Input data:
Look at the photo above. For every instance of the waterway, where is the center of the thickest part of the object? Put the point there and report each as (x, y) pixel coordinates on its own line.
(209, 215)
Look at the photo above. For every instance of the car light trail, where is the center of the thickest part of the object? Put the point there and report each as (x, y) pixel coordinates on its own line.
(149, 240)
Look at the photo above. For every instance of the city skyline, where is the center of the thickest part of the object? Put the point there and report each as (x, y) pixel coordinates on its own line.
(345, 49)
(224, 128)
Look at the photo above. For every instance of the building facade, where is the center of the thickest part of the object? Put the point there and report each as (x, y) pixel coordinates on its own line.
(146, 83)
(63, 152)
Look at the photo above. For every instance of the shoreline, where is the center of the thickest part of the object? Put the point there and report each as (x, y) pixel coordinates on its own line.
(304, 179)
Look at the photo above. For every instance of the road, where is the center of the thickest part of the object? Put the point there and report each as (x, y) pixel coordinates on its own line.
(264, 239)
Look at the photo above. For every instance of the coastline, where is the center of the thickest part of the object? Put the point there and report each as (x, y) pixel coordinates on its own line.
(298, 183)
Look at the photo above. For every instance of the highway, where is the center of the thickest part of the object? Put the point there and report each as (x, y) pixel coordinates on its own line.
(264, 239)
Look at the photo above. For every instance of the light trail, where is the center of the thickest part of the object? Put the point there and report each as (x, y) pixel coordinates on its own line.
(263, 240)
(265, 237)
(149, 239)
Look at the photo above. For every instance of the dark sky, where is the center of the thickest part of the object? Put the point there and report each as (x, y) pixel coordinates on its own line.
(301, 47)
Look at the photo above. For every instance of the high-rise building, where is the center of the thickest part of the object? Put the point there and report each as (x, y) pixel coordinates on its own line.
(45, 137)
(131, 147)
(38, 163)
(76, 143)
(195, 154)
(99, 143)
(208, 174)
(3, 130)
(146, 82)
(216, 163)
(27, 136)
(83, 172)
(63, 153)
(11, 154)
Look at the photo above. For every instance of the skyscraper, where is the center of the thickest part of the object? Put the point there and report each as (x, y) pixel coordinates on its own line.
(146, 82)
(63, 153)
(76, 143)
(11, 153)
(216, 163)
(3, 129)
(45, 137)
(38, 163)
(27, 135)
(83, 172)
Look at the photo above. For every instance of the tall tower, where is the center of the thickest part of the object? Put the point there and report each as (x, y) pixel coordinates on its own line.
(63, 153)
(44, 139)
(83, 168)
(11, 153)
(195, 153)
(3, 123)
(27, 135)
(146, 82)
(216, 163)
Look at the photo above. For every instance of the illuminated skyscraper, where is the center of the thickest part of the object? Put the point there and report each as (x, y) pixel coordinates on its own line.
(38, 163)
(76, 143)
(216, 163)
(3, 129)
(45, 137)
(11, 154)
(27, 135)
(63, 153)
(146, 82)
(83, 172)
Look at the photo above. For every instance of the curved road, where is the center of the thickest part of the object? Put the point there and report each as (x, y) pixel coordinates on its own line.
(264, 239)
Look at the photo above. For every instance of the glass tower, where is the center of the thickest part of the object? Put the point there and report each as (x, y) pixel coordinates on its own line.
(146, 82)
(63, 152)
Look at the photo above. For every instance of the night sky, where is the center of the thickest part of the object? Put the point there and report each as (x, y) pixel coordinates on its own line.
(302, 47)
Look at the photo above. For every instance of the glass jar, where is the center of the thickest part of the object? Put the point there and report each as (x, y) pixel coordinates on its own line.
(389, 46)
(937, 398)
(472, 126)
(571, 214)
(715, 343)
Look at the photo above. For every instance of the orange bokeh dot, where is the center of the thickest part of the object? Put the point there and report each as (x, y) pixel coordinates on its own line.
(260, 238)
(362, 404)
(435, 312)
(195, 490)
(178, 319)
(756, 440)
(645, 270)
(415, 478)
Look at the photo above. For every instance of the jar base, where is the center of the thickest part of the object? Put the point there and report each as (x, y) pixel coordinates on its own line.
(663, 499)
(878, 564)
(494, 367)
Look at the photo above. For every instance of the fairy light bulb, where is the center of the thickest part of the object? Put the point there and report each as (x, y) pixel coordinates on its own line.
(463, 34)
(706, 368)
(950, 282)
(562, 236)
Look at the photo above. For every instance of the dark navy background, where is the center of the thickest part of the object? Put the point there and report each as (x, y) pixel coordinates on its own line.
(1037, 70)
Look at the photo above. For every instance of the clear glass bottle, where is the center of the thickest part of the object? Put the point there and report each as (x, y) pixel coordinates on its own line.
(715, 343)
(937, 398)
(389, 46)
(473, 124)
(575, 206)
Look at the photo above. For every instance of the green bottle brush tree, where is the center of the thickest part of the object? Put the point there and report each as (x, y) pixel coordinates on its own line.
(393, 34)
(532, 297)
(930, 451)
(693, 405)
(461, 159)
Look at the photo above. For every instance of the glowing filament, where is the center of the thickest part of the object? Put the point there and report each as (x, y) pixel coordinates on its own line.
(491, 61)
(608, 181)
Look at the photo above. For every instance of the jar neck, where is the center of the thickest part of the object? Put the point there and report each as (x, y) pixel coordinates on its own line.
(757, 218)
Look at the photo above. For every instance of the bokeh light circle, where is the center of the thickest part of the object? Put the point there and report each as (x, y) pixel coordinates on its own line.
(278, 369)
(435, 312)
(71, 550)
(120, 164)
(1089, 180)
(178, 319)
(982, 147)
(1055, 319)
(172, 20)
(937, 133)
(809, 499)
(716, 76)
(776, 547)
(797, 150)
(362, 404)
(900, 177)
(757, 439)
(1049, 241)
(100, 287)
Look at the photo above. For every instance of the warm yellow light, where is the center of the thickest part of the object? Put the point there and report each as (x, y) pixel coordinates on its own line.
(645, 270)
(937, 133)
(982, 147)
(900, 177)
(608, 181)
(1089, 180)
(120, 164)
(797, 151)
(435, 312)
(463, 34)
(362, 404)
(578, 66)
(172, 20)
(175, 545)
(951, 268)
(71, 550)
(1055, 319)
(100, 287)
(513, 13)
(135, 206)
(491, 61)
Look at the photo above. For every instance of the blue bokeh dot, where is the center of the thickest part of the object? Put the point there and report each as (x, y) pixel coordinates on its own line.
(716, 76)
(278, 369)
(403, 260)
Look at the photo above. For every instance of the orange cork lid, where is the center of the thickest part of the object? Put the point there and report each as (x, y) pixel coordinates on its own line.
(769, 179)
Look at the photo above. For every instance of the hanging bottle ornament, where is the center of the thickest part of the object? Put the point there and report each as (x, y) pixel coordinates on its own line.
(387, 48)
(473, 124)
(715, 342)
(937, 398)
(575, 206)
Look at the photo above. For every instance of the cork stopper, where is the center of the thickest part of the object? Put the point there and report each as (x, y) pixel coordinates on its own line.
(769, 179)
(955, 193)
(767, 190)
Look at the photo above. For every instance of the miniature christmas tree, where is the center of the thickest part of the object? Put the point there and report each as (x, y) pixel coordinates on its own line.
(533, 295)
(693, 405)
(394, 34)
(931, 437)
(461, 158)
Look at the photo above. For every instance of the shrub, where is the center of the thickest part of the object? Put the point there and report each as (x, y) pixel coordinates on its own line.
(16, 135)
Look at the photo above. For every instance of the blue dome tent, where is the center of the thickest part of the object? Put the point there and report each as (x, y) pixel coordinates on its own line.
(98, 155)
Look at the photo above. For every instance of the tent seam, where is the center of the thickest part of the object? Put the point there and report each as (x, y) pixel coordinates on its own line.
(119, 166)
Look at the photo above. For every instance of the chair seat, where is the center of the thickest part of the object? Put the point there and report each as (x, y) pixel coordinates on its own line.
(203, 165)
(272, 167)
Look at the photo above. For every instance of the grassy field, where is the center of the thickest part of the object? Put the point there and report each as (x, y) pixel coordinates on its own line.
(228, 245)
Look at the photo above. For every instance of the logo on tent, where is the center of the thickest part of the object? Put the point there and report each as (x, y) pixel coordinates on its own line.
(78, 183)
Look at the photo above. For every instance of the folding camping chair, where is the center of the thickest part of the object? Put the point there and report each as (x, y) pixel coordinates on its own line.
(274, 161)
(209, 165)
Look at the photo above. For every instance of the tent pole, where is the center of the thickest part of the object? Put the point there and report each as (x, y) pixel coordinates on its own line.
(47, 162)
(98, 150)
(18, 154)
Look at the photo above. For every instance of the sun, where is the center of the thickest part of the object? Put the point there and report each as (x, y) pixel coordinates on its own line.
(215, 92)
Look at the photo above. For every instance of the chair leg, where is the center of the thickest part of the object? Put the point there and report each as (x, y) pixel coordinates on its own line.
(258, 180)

Task statement: Once the line containing "the sun, where" is found in the listing above, set down that line and every line after it, exactly.

Task result:
Look at the photo above. For every instance of the sun, where is the center of the thickest part of the object? Put the point there and report each as (x, y) pixel coordinates on its own line.
(215, 92)
Look at the photo above. For every instance of the chair leg, where is the center of the thickest part of the object? Put the point there and report each as (x, y) pixel coordinates on its own line.
(258, 180)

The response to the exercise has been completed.